-- Opening Marker --

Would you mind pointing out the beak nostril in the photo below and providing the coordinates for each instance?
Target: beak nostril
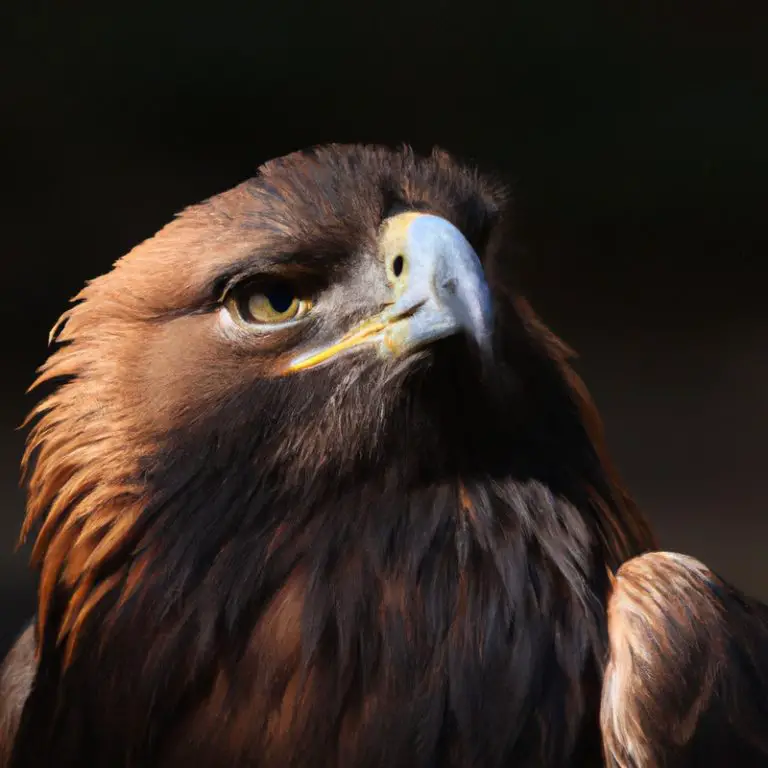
(450, 285)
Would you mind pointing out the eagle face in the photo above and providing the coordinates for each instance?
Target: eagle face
(312, 315)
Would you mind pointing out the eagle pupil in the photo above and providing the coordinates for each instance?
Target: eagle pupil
(280, 298)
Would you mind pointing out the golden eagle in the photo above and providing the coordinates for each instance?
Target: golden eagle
(317, 488)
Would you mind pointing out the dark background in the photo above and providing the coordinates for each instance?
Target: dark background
(635, 135)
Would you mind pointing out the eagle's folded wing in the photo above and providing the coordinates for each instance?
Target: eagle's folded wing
(687, 678)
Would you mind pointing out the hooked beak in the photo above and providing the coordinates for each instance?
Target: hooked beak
(438, 290)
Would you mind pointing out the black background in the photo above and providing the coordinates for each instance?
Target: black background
(635, 135)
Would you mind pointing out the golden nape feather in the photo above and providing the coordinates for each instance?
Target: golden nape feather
(317, 489)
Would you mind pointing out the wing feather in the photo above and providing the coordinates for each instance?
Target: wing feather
(687, 678)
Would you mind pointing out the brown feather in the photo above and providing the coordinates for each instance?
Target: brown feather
(362, 564)
(687, 678)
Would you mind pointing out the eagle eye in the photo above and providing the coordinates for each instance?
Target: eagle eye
(272, 303)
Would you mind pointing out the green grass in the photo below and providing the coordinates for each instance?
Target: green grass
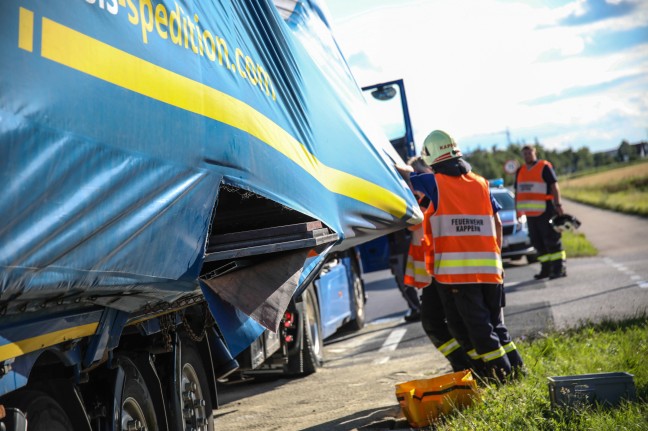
(625, 201)
(624, 189)
(525, 405)
(576, 245)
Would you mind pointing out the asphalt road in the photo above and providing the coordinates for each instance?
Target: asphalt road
(355, 388)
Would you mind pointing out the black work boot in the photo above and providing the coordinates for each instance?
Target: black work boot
(558, 270)
(544, 271)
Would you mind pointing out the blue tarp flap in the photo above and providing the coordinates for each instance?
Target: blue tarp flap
(239, 329)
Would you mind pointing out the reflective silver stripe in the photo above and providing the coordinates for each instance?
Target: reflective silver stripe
(559, 255)
(467, 263)
(491, 356)
(532, 187)
(532, 205)
(462, 225)
(417, 236)
(509, 347)
(473, 354)
(449, 347)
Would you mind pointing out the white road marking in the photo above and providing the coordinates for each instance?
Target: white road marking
(390, 344)
(624, 269)
(392, 340)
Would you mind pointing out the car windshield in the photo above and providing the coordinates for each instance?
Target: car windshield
(505, 200)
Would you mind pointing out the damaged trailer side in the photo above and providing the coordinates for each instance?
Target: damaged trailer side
(167, 168)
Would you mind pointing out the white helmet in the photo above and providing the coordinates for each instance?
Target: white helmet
(438, 147)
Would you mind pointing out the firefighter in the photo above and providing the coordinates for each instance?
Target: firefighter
(465, 232)
(418, 274)
(537, 196)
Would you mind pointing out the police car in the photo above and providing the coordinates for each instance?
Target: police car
(515, 238)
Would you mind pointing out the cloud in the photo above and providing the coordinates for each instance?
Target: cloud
(587, 90)
(590, 11)
(361, 60)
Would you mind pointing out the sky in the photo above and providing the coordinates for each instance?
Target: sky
(569, 74)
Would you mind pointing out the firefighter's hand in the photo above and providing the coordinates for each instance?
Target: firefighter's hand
(404, 170)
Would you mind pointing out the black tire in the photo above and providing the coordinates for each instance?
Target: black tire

-- Closing Marker --

→ TASK:
Using the entries above, copy exactly the lines from the one containing "Would you mind pointing out the black tire" through the last, both included.

→ EXPECTED ANSWER:
Would you mind pointing out the black tire in the photo above and providing the coordinates for each instance?
Target: black tire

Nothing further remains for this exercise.